--- Work instruction ---
Look for the line containing "the man's sandal" and the line containing "the roof edge" in the entries below. Copy those two and all lines between them exactly, leaving out pictures.

[Point localization data]
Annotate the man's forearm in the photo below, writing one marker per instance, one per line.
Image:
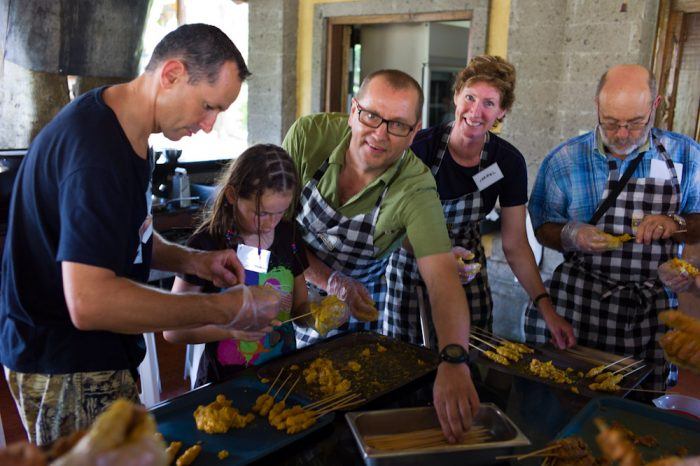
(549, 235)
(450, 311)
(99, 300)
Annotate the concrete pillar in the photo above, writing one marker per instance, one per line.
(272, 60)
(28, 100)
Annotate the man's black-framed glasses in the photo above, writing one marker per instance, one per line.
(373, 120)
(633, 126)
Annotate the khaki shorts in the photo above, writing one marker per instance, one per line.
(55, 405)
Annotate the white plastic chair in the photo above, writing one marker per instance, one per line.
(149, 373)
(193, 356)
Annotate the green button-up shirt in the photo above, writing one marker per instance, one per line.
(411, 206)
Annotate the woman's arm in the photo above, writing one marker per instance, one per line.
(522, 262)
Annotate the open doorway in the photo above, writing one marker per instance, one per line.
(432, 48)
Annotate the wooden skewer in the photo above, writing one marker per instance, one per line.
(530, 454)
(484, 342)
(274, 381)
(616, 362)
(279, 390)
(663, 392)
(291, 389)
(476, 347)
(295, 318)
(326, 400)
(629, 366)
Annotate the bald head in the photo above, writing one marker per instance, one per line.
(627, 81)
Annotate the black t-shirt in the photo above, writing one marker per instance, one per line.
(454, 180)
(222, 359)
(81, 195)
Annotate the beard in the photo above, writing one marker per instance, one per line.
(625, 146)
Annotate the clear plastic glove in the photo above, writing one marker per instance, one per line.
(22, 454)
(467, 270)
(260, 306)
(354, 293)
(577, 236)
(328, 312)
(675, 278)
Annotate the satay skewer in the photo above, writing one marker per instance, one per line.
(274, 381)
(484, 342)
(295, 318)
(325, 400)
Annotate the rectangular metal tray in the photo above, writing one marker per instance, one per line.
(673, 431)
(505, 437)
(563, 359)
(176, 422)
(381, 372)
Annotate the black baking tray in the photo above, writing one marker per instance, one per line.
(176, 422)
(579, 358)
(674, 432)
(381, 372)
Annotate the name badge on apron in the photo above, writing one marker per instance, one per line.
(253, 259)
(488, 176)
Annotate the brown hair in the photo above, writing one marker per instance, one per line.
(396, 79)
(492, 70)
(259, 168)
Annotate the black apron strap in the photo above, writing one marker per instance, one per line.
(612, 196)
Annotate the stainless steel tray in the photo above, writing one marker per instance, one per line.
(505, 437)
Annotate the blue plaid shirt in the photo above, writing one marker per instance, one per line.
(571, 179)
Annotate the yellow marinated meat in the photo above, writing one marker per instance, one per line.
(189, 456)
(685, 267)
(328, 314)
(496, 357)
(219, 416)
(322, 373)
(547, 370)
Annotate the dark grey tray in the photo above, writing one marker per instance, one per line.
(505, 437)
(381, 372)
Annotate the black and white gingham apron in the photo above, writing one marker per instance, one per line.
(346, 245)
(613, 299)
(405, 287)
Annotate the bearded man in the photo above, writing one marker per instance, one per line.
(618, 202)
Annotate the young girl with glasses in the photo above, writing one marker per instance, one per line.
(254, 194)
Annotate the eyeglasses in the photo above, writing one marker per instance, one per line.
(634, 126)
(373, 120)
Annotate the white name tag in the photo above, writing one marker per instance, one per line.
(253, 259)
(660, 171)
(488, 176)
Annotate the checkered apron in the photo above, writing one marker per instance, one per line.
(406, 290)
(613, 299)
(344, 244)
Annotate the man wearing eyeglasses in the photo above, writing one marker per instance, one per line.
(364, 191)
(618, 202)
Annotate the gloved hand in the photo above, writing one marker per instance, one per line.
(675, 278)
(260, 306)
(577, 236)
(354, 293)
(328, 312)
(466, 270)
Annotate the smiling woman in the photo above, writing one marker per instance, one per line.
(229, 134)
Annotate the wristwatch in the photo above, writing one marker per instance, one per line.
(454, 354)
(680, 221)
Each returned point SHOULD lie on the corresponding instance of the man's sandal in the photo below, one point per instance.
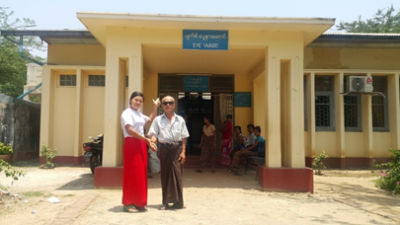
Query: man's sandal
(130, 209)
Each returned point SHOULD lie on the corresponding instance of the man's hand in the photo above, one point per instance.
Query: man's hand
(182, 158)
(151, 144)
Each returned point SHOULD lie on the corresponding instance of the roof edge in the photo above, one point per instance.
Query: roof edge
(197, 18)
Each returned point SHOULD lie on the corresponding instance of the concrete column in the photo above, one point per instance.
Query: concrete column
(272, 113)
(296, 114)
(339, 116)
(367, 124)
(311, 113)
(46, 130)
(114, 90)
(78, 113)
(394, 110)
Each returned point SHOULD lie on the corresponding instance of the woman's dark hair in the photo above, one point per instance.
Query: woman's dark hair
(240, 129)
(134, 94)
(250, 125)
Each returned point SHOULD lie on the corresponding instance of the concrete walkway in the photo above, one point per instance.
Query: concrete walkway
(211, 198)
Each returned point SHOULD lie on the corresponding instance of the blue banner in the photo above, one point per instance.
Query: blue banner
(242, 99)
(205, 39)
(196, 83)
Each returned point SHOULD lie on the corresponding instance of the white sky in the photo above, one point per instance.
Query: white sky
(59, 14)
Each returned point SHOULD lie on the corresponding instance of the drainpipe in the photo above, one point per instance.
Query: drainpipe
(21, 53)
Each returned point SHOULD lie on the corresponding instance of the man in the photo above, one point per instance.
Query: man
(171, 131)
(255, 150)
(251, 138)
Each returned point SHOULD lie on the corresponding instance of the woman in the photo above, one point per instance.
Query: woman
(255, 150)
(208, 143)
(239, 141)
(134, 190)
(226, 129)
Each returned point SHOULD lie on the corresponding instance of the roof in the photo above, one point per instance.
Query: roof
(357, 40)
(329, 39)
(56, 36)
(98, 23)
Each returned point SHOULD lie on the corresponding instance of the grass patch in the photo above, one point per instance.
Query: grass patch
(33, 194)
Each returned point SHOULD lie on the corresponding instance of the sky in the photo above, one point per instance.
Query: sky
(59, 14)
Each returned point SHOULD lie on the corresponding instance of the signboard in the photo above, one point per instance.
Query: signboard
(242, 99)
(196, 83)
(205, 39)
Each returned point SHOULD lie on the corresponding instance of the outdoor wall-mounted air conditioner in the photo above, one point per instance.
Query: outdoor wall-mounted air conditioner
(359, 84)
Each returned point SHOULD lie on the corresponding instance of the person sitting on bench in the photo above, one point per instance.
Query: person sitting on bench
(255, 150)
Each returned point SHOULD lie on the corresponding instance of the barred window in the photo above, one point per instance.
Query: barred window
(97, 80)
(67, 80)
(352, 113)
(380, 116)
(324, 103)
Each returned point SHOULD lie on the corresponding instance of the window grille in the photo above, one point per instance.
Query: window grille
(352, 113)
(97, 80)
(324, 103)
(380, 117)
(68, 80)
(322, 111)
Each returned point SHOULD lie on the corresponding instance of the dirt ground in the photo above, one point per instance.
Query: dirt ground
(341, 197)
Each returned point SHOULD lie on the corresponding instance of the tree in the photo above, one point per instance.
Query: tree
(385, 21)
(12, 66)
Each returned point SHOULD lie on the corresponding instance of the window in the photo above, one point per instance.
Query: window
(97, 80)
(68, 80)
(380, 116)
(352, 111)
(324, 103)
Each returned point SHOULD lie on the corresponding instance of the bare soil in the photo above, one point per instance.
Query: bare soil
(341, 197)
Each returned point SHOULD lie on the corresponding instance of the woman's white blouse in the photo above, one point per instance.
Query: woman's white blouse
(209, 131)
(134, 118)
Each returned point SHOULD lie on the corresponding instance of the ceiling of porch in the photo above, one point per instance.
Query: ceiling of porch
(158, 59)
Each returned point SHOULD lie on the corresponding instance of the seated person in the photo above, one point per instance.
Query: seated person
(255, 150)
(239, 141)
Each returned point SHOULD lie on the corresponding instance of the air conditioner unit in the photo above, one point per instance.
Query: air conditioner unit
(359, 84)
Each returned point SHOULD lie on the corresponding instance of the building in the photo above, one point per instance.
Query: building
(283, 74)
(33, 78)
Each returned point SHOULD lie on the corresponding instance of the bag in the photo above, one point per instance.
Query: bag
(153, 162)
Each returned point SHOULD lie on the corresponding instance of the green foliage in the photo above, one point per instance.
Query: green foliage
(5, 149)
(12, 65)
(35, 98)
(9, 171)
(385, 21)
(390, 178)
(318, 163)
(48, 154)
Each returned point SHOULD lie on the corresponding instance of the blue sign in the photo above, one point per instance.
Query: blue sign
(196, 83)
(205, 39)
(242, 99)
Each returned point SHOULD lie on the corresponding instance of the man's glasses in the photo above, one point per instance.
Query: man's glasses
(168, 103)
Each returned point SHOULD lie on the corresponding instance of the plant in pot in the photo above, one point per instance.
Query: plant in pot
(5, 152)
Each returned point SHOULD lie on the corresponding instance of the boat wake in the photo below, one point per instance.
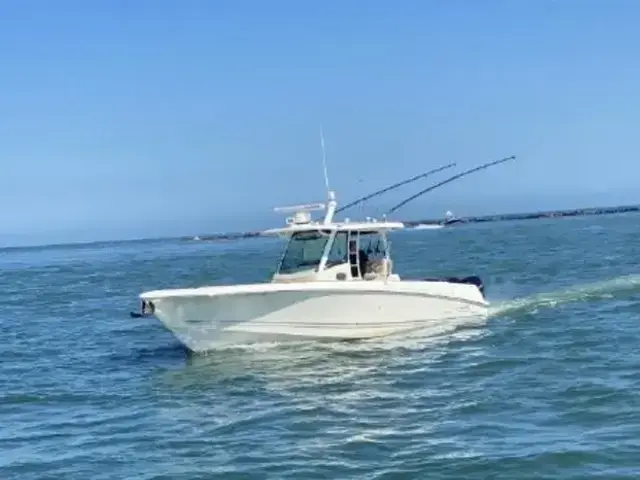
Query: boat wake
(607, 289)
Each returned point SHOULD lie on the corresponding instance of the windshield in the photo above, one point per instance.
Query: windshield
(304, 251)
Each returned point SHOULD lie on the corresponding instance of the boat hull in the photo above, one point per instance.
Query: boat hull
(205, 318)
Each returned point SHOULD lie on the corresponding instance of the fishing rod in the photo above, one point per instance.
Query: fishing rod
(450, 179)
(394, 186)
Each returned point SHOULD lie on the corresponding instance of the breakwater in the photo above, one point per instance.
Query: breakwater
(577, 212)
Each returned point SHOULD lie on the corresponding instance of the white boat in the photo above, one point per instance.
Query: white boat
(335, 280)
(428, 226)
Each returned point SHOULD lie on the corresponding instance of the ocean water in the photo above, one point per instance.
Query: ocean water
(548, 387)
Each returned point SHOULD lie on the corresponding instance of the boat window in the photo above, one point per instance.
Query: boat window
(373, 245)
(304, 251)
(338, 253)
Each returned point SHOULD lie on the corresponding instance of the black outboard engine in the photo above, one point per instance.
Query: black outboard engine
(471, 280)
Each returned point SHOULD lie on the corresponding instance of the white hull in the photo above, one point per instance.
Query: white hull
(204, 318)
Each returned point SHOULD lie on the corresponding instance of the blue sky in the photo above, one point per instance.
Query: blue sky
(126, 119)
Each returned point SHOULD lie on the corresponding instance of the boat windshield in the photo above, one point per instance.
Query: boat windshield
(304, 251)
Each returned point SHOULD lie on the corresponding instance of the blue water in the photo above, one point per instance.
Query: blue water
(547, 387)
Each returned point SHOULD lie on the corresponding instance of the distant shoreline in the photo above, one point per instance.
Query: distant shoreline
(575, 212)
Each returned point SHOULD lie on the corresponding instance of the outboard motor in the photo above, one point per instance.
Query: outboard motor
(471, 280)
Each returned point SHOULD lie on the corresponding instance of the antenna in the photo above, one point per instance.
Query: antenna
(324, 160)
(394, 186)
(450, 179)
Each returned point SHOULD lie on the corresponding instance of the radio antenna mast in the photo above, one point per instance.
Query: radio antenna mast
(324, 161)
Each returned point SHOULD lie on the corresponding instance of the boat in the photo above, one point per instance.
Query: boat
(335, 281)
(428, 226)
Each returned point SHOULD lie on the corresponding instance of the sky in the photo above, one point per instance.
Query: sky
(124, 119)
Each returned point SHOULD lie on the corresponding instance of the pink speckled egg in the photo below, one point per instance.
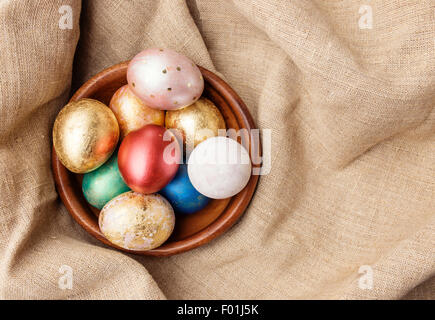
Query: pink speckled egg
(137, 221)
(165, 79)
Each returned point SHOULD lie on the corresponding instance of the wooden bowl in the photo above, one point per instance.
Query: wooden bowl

--- Written solution ---
Each returned point SHOULD lie on the corresponding instance of the man's sandal in the photo below, one point per instance.
Query: man's sandal
(130, 209)
Each returned point SHOULD lie on the corresponding instance of the man's hand in the photo above, one point per instance.
Query: man's hand
(182, 158)
(151, 144)
Each returned point SHOULD lie on the corresponding instance of the roof edge in the photo above, one point per instance.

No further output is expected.